*Selected excerpt*.
%%
The iPhone a lifesaver?

I read over at MacApper (which quoted the Wall Street Journal) that a neurovascular surgeon had credited his new iPhone with saving a patients life. It seems that the good doctor was able to check the patient’s up to date electronic medical records just prior to the operation and thus was able to change the procedure and subsequently saved the patient’s life. Apparently the records are accessed through the Safari web browser and as “everyone” knows the iPhone comes with this pre-installed. The Blackberry that the doctor previously used does not have this feature.

Now let’s back the truck up here for a moment. A neurovascular surgeon is about to perform potentially life saving/life threatening surgery and only checks the most recent medical records for the patient because his shiny new phone has internet access? Is it just me or does everyone else want their surgeon to have the latest information about their condition prior to the operation, regardless of said surgeon’s choice of mobile gadgets. How hard is it to say “Nurse, the patient’s most recent medical chart please”?

A quote from the WSJ article:

Dr. Singer, who says he performs about 450 surgeries a year, uses his iPhone to access his practice’s electronic medical-records system. Thanks to the iPhone’s browser, he is able to review patients’ X-Rays, angiograms and medical histories while in the operating room. (Click on the video to the left for a demonstration.) He was never able to do this with his BlackBerry, he says; instead, he would review a patient’s file in his office the night before a surgery.

I wonder if a patient dies over night (God forbid) would he still go ahead with the surgery - no of course not, he has his iPhone to tell him not to. *sarcastic sneer*

Let’s get a grip people - it’s a bloody phone!!!

“You can’t coach that”

Edit: This could of course be a piece of satire ala ”Man has thumbs surgically altered to use iPhone

Posted by on 08/14 at 05:24 PM

not to mention sanitation… My iPhone is always coated with all manners of body grease (it actually works better that way, otherwise I’d clean it more), and I shudder to think what kinds of things could migrate from it to an open patient…

Also, the real story here should be that the medical records can only be accessed via Safari?  How is that ever a good idea?

Posted by jer  on  08/15  at  02:15 AM

I agree with you up to a point here Coach.  I was in a high pressure job and we used gadgets to make our life easier.  I do see where you are coming from, but this does sound reasonable to me.  Doctors are very busy folks as are nurses.  If it works for them then I’m all for it.  Have a great day.  smile

Posted by Comedy Plus  on  08/15  at  06:26 AM

I suppose anyway to access information that could save a person’s life is a good one, but I’d like to think my surgeon wasn’t checking my medical history just minutes before he operated on me.
%%
*Data excerpts*.
%%
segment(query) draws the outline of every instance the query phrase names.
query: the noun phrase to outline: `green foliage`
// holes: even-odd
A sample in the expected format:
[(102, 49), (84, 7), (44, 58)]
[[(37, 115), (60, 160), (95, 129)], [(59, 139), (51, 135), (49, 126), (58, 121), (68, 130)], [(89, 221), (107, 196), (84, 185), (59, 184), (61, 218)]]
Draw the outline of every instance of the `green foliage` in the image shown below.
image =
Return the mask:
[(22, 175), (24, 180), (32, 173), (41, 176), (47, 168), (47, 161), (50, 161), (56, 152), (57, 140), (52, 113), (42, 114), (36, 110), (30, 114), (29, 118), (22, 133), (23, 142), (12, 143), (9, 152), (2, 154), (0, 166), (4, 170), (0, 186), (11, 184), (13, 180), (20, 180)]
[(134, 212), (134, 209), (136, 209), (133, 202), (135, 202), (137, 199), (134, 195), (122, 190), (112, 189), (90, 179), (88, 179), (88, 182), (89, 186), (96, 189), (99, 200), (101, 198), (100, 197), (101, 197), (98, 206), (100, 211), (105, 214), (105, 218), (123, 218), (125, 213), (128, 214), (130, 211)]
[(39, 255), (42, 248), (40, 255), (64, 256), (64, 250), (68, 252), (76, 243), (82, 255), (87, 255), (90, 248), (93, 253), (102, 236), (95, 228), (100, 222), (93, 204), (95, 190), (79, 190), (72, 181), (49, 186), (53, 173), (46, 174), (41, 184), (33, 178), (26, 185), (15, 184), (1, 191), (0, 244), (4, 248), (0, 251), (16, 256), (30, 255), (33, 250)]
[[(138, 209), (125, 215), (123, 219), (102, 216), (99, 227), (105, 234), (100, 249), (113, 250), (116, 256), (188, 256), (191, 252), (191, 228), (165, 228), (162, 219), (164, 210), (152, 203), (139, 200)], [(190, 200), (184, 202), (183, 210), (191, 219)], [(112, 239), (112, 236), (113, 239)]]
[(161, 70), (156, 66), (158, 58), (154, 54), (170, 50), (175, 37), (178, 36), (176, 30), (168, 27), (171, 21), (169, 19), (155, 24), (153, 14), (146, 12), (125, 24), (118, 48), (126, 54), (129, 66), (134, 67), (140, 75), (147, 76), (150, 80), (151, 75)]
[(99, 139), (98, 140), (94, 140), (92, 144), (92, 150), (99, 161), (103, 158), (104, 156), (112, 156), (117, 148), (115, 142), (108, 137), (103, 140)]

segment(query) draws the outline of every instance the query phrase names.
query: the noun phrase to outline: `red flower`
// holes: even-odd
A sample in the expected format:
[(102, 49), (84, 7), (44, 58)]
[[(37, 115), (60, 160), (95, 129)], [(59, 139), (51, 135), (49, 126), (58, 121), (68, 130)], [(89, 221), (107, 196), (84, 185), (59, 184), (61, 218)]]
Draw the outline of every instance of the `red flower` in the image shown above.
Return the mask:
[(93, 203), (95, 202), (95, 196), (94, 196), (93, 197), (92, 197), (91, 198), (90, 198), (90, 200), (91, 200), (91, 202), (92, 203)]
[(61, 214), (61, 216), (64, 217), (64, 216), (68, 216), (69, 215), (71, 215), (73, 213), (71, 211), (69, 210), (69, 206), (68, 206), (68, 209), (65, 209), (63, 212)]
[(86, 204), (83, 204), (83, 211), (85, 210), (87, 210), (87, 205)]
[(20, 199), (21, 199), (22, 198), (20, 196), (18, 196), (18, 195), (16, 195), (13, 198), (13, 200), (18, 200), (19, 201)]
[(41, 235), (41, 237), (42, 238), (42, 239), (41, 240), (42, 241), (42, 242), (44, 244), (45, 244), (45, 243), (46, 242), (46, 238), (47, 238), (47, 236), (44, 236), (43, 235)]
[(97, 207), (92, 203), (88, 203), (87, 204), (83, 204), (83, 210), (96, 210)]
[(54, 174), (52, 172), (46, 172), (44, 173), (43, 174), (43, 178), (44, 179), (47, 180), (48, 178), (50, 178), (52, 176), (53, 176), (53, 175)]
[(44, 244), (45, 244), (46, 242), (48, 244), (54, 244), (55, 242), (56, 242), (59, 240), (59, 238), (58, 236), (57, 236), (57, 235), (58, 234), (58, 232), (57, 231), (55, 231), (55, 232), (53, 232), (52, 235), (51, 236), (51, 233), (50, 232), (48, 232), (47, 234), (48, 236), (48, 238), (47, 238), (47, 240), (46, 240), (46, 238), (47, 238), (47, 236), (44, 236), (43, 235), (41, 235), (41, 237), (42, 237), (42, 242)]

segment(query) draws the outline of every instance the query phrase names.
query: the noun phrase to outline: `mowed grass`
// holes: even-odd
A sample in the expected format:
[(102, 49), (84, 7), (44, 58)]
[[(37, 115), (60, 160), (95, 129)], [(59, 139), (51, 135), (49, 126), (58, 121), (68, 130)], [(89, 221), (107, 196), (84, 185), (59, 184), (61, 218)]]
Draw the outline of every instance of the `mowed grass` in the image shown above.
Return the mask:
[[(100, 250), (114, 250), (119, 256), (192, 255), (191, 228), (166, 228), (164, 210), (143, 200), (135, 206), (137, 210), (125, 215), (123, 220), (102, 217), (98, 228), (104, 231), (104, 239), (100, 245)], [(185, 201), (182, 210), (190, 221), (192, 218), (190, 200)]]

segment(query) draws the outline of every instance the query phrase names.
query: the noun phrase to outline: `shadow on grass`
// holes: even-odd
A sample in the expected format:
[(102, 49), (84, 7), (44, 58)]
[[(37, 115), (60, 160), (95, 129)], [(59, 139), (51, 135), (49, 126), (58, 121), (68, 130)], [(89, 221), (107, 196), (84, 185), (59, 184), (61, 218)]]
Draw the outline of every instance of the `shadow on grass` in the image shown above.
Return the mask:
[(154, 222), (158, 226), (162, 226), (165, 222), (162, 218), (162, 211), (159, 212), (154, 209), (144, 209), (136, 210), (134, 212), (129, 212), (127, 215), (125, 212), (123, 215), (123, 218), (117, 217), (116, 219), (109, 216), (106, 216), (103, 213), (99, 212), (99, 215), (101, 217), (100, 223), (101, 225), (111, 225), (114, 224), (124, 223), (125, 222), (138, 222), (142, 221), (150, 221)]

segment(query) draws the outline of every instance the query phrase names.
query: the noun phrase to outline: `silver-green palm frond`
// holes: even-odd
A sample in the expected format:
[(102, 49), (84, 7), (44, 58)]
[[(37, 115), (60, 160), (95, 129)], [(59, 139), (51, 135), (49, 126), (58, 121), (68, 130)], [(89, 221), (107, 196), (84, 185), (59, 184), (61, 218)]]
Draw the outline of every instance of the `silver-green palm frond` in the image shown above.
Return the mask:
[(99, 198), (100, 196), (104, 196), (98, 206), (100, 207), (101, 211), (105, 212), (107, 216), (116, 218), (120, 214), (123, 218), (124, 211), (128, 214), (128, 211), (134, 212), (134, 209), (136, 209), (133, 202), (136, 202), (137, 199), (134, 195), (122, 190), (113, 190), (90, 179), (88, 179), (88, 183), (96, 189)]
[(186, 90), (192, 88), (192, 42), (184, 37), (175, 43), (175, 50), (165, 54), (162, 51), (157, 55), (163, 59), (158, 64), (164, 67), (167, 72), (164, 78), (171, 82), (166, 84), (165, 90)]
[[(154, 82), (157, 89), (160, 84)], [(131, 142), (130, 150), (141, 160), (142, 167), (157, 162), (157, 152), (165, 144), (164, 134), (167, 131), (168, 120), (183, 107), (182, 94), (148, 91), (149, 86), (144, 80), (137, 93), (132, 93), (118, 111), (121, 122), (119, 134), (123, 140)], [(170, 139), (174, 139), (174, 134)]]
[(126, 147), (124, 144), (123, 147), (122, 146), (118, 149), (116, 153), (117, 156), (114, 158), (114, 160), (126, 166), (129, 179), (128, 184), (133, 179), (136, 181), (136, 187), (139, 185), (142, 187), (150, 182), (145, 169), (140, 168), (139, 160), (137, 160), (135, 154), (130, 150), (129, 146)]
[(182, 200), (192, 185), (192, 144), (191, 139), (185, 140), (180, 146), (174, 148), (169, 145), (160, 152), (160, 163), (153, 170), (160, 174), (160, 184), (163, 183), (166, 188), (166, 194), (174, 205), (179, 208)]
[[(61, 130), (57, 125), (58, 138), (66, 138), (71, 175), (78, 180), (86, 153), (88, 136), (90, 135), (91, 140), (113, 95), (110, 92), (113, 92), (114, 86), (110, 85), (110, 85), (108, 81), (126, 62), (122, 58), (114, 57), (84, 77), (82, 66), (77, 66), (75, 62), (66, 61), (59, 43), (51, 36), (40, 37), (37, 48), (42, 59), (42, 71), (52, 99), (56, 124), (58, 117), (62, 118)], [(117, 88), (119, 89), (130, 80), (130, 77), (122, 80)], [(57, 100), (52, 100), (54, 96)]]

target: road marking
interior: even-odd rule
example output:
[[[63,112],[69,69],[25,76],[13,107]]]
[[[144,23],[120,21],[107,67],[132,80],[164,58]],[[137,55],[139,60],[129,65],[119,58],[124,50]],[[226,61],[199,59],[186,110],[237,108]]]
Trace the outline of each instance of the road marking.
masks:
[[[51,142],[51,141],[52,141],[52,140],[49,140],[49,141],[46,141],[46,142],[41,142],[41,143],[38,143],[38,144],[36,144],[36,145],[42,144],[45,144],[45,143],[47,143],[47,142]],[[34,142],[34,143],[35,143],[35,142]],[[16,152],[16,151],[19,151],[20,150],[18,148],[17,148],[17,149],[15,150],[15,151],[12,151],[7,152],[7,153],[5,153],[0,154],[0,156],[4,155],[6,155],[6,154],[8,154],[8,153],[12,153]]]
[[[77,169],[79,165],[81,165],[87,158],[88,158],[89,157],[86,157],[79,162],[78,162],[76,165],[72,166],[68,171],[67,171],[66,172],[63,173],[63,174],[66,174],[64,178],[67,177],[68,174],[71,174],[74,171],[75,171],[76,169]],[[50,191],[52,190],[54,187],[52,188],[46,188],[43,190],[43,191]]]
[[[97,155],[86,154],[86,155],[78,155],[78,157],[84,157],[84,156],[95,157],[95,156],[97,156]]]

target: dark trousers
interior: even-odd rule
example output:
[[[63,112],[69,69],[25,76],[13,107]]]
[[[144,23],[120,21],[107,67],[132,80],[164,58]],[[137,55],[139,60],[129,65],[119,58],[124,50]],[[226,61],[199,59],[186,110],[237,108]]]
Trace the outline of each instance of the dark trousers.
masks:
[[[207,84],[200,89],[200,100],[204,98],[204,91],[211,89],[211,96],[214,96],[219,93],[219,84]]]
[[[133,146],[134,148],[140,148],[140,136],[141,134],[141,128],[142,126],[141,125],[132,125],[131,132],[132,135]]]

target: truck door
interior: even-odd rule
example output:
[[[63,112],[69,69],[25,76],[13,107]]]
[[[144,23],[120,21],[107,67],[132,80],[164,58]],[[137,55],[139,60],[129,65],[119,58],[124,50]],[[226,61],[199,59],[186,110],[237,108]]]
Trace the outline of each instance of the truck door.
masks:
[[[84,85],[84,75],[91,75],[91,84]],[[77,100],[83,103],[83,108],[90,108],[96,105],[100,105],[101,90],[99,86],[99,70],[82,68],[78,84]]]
%%
*What to do*.
1) In the blog post about the surgeon and his iPhone, about how many surgeries a year does Dr. Singer say he performs?
2) Continue the blog post about the surgeon and his iPhone, starting after its final comment.

*Answers provided*.
1) About 450.

2)
Posted by Micki  on  08/15  at  11:29 AM

The doctor could also do this with absolutely any smart phone around - check all the windows based ones that have been around for years!!! bloody hell, apple isn’t the first for this.

Posted by goldcoaster  on  08/31  at  09:30 PM

I love my iPhone, but the latest batch of advertisements on the Apple site are just tooo…. gee, I don’t have a word for it.  I don’t find them compelling or even particularly good.  Incredible, in its truest sense, could be on the mark.

As for a surgeon checking his patient’s records online… highly unlikely.  If the records are kept online instead of readily available in the hospital where the patient is being treated, there’s something desperately wrong with the system there.  Even if its actually true, there’s not a hospital I know which doesn’t have regular internet access for staff to research all kinds of things.  I think that story is just some kind of advertising gimmick as well.  Sorry to those who bought it.  (I’m a nurse, yes we are busy, but we NEVER go into anything without having possession of the latest info on the patient.  Getting it on the internet via phone?  Doubtful.)

Posted by kyte  on  10/21  at  05:38 PM

hahaha people get emotionally attached to everything these days. Cars, pets.. and now iphones.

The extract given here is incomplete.